Location labeling listing
----------

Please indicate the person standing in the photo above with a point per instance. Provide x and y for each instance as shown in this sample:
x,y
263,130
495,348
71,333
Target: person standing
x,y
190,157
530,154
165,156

----------

EXERCISE BRIEF
Copy down every line of the listing above, keeping each one unchanged.

SOLVED PROBLEM
Please indicate the person standing in the photo above with a point per instance. Provide x and y for each instance as shown in this sample:
x,y
263,130
495,348
71,333
Target: person standing
x,y
190,157
530,154
165,156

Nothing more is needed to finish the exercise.